How does evaporation work at the molecular level?

[andrewbb]

The moderators here decided my explanation of evaporation was wrong, but they failed to explain why. They simply said I was an idiot and locked my thread.

So... I ask the gods of physics here that moderate this board: How does evaporation work at the molecular level?

Say you have a body of water at the same temperature as the surrounding air. No heat added whatsoever.

My questions:
- does evaporation occur?
- if so, what causes that evaporation and what is happening at the molecular level?

 

[vanesch]

Be careful when re-posting a thread that was, for clear reasons, closed !

But OK, let's consider your question "what is evaporation" under the PoV that you are asking a question and not trying to find a back door to propose a "new theory".

As this is something pretty elementary, the wiki article on evaporation seems like a good starting point. http://en.wikipedia.org/wiki/Evaporation

From there:

For molecules of a liquid to evaporate, they must be located near the surface, be moving in the proper direction, and have sufficient kinetic energy to overcome liquid-phase intermolecular forces.[1] Only a small proportion of the molecules meet these criteria, so the rate of evaporation is limited. Since the kinetic energy of a molecule is proportional to its temperature, evaporation proceeds more quickly at higher temperatures. As the faster-moving molecules escape, the remaining molecules have lower average kinetic energy, and the temperature of the liquid thus decreases. This phenomenon is also called evaporative cooling.

looks to me like a good qualitative starting point. Is that sufficient as a start of an answer to your question ?

 

[cesiumfrog]

The moderators here decided my explanation of evaporation was wrong, but they failed to explain why. They simply said I was an idiot and locked my thread.

Yeah, welcome to PF.

Evaporation isn't some kind of interaction between water and air molecules. Apparently that's a common misunderstanding, but evaporation is basically independent of the air (and type thereof) and occurs fine without any air at all. You kept returning the discussion to details you invented for that interaction - some kind of "electric attraction" and a "balloon effect" (which doesn't even make sense.. the buoyancy of a balloon depends on excluding some density whilst such attraction would only raise it).

 

[andrewbb]

That explanation of evaporation is good, but doesn't describe the detail at the molecular level.

Water molecules are polar which means they are basically tiny magnets. The two hydrogen atoms sit on one side of the oxygen atom creating a positive charge on one side and negative on the other.

For a single molecule to evaporate it must overcome the cohesive force of the water (hydrogen bond). Hydrogen bonds are essentially magnetism. (The hydrogen is electromagnetically attracted to the oxygen in another molecule.) While heat excites the molecules and churns them more vigorously, evaporation can happen in two ways:
1. two water molecules align so their oxygens repel from each other.

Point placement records
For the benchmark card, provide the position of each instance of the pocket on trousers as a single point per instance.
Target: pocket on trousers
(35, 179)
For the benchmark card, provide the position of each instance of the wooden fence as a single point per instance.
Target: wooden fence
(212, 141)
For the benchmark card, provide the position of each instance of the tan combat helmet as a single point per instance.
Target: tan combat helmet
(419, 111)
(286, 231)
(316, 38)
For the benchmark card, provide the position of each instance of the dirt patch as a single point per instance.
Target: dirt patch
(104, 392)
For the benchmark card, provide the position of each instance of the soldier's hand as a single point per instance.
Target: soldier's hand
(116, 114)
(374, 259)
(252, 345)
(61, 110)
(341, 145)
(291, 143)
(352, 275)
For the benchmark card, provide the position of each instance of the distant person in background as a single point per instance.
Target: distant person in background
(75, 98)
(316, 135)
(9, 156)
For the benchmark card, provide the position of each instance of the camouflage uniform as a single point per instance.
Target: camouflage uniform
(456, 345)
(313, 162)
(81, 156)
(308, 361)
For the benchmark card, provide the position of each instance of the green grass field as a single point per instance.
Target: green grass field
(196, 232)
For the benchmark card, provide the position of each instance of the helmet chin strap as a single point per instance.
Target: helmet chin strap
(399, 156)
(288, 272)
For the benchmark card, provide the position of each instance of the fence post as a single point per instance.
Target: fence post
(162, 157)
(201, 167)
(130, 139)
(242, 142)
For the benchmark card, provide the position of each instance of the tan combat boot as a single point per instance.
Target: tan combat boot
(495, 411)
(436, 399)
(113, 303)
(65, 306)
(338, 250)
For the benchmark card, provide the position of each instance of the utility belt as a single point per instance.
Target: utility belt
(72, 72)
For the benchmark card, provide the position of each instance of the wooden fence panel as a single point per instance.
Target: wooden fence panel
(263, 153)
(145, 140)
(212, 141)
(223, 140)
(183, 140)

> Written tasks:
(A) Answer these about the evaporation thread:
(i) In the opening post, what is the temperature of the body of water compared with the surrounding air?
(ii) In the quoted passage, which three conditions must molecules of a liquid meet to evaporate?
(iii) Which two details does cesiumfrog say were invented for the interaction between water and air?
(B) Can you transcribe the evaporation thread between "[cesiumfrog]" and "only raise it).", inclusive?
(C) Can you pick up the evaporation thread from its last line and carry it on?
The entries aren't needed for any of this.

> Answers for this exercise:
(A)
(i) It is the same temperature as the surrounding air.
(ii) They must be located near the surface, be moving in the proper direction, and have sufficient kinetic energy to overcome liquid-phase intermolecular forces.
(iii) An "electric attraction" and a "balloon effect".

(B)
[cesiumfrog]

The moderators here decided my explanation of evaporation was wrong, but they failed to explain why. They simply said I was an idiot and locked my thread.

Yeah, welcome to PF.

Evaporation isn't some kind of interaction between water and air molecules. Apparently that's a common misunderstanding, but evaporation is basically independent of the air (and type thereof) and occurs fine without any air at all. You kept returning the discussion to details you invented for that interaction - some kind of "electric attraction" and a "balloon effect" (which doesn't even make sense.. the buoyancy of a balloon depends on excluding some density whilst such attraction would only raise it).

(C)
2. a water molecule hydrogen bonds to a molecule or atom in the air.

Does anyone have an argument to that way of looking at it? We are talking about the same thing, I am merely describing what happens to the individual water molecules. The temperature is a measurement of how vigorously the molecules are moving. If the molecules are moving around more vigorously, their hydrogen bonds are more likely to be broken which allows them to escape into the air.

 

[DaveC426913]

1. two water molecules align so their oxygens repel from each other.
2. a water molecule hydrogen bonds to a molecule or atom in the air.

Does anyone have an argument to that way of looking at it?

Yes. Both are wrong.

Evaporation has nothing to do with the molecular structure of water. (Yes, there is a small factor of the water's polar structure, but that an influencing factor, not a determining factor. Lots of non-polar liquids are perfectly capable of evaporating).

So you can think of water molecules as merely atoms. They bump into each other, one gets more kinetic energy and another gets less. The one that gets more energy has enough to escape.

That's it.

 

[andrewbb]

You are saying the molecules are bumping into each other. I agree. I am describing exactly HOW they are bumping into each other.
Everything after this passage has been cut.